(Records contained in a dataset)
==========

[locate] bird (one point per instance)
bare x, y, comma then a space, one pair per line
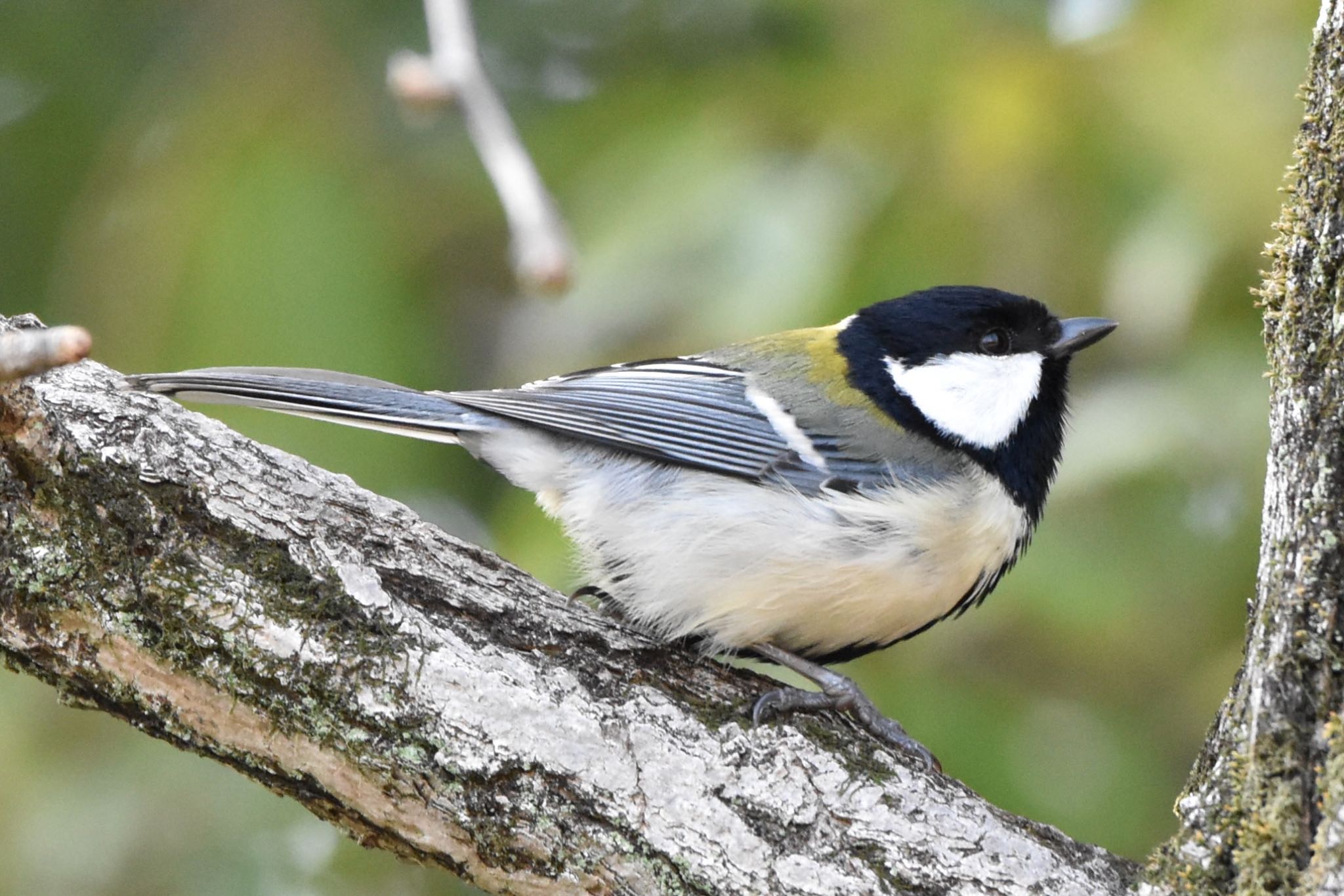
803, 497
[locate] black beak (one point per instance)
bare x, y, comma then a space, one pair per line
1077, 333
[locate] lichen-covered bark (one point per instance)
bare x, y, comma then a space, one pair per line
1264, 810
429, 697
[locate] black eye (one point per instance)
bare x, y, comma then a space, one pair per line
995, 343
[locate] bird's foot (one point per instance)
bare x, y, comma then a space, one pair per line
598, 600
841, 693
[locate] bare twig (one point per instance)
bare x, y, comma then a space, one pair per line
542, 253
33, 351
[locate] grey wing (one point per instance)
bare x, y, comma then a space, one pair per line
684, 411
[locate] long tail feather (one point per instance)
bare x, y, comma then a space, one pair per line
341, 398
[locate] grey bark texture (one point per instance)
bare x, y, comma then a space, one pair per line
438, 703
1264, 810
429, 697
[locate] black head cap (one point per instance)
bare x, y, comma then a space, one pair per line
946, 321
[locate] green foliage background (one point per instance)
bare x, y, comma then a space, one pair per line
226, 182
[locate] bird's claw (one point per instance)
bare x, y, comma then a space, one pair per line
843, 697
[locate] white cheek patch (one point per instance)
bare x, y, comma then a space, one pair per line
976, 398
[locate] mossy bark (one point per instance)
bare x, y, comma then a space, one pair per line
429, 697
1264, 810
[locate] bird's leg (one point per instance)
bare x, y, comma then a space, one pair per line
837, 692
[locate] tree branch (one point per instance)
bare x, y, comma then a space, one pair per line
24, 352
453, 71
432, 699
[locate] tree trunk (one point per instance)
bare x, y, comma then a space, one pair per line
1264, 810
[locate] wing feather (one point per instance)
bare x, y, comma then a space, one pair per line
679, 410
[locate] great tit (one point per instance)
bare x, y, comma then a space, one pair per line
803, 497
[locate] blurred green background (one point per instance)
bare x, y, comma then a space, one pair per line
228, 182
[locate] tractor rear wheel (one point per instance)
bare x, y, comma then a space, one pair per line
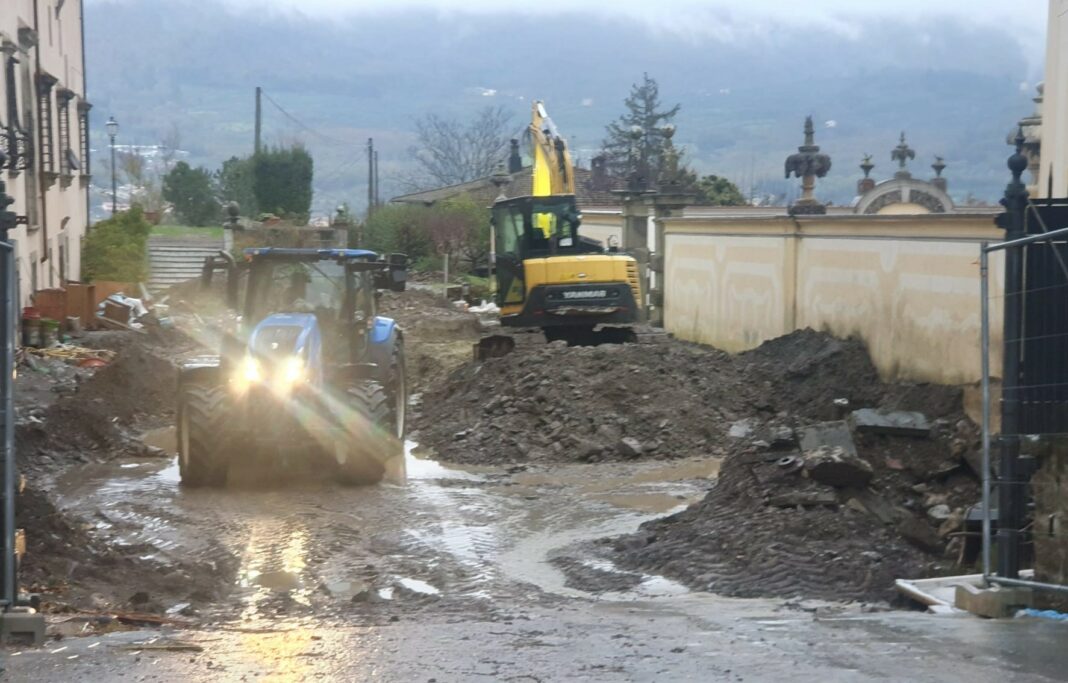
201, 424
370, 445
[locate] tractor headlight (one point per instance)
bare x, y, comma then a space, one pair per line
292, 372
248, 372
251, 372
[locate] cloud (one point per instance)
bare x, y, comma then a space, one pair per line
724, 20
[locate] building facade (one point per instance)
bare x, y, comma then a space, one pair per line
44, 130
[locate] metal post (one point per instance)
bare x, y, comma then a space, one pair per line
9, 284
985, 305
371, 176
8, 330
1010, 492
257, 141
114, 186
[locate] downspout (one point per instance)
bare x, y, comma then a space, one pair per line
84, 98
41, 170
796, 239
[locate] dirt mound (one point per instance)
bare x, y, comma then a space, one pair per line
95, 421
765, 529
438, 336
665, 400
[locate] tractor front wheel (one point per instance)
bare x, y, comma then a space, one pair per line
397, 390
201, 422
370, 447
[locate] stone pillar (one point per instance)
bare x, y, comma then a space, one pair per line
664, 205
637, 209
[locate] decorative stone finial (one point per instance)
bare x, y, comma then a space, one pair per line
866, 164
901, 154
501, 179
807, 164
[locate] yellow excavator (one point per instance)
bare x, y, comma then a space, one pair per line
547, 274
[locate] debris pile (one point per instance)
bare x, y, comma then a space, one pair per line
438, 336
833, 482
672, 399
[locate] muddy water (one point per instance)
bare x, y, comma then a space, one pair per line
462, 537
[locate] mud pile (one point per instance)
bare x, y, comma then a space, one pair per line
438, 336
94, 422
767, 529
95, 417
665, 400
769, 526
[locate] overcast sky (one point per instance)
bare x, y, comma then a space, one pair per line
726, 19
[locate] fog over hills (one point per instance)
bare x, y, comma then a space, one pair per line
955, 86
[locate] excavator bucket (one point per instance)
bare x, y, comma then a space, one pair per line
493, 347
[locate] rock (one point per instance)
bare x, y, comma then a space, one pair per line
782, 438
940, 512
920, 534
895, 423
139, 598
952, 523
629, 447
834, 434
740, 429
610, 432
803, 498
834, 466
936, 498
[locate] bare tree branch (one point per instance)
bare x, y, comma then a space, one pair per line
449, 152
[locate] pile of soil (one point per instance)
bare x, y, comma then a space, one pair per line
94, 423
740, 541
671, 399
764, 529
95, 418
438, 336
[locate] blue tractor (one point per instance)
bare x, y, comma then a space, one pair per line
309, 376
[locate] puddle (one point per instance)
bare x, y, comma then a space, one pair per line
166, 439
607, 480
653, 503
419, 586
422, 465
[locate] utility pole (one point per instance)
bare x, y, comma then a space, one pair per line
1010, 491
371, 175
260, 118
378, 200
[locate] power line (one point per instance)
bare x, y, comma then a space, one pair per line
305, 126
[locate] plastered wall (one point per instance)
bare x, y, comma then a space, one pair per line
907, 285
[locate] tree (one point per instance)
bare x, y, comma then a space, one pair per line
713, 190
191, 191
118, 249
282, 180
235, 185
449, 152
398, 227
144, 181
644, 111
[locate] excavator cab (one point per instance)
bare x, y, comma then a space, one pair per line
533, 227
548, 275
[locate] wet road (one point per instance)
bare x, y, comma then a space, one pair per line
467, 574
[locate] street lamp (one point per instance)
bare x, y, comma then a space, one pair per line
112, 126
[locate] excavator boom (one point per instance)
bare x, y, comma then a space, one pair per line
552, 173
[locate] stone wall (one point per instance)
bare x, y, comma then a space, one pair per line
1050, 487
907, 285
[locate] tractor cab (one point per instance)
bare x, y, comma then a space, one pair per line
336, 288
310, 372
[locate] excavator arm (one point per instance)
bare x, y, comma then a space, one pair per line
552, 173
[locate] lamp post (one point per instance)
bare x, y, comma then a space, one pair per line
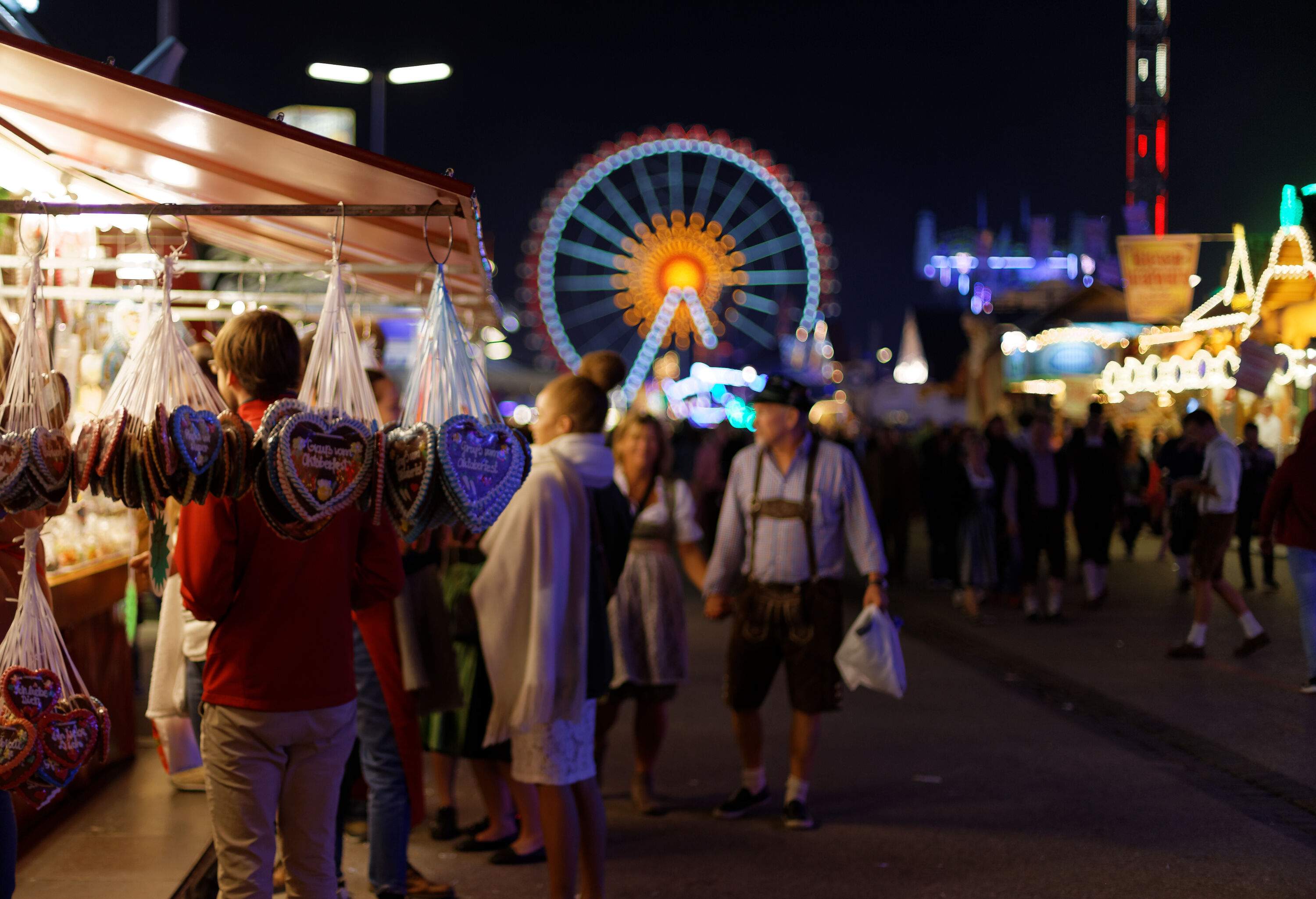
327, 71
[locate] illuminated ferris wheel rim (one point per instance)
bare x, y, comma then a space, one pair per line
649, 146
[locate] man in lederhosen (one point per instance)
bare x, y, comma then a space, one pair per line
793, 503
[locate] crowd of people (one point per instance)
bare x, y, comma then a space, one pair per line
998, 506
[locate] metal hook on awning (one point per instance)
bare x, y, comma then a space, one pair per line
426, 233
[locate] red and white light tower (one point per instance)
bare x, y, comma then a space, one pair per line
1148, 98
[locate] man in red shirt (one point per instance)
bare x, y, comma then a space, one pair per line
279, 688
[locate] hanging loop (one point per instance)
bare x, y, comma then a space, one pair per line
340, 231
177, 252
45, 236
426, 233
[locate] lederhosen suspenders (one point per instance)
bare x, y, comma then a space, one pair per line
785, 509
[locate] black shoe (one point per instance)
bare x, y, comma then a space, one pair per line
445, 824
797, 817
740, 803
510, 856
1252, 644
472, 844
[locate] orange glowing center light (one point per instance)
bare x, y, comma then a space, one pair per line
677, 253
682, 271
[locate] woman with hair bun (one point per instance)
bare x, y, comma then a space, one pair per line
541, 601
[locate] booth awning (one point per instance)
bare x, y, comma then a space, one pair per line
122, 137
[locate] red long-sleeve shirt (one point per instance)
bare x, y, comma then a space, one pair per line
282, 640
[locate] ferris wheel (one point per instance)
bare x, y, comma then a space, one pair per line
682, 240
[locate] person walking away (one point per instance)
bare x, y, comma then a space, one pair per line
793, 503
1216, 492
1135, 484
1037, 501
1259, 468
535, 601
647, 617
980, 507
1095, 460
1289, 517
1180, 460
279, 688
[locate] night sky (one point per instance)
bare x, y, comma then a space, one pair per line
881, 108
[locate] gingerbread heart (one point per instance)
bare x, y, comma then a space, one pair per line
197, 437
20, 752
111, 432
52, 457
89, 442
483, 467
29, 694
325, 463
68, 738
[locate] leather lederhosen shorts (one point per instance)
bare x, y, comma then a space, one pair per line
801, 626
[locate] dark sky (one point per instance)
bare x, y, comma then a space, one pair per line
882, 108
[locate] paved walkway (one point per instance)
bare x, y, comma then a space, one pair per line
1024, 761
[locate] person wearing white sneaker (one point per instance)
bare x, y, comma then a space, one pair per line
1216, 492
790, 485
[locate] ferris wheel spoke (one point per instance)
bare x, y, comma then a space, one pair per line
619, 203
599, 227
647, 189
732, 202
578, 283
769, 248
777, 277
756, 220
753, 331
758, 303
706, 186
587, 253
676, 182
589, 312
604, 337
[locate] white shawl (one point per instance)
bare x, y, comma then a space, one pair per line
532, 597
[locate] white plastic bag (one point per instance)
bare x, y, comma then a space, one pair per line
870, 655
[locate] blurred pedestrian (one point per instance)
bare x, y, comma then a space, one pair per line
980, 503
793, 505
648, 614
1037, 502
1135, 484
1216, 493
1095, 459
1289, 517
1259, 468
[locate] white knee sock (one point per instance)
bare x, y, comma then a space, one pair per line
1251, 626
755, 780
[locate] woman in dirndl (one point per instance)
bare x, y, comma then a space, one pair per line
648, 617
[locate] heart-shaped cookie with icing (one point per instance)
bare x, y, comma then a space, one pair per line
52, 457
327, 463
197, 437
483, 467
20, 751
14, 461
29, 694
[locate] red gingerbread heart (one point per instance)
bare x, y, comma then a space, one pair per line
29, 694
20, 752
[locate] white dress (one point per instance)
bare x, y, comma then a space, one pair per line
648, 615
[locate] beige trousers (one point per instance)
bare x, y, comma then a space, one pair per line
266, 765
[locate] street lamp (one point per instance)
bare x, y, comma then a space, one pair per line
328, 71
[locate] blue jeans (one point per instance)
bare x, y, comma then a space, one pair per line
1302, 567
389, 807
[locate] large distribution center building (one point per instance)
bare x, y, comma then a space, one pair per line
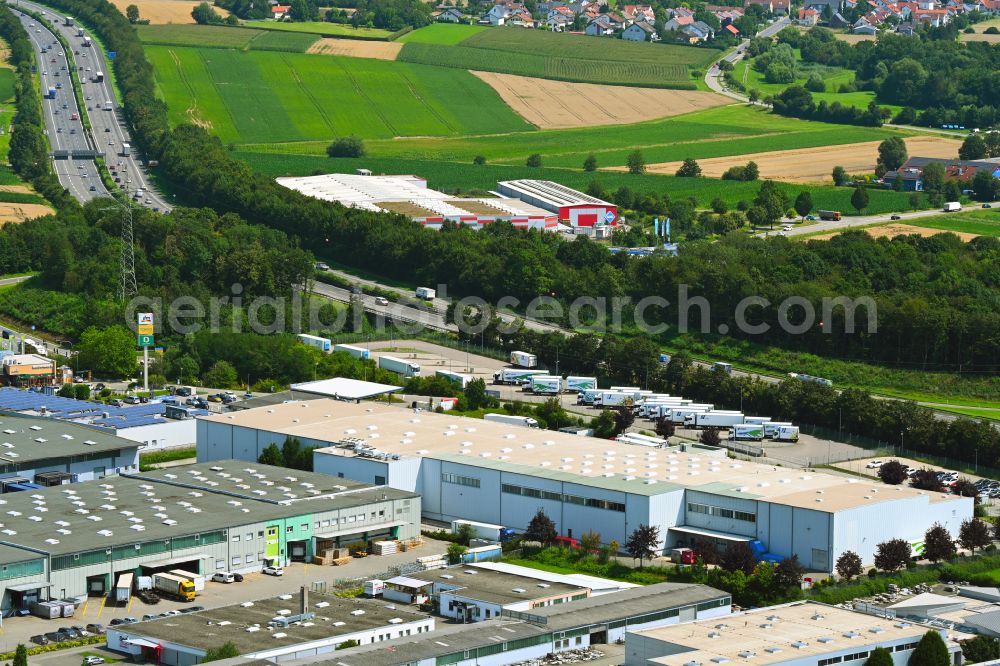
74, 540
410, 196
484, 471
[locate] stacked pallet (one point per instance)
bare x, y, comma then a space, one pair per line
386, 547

==========

YOUR TASK: The answer must be a single number: how many lines above contain "feather".

ANSWER SECTION: 2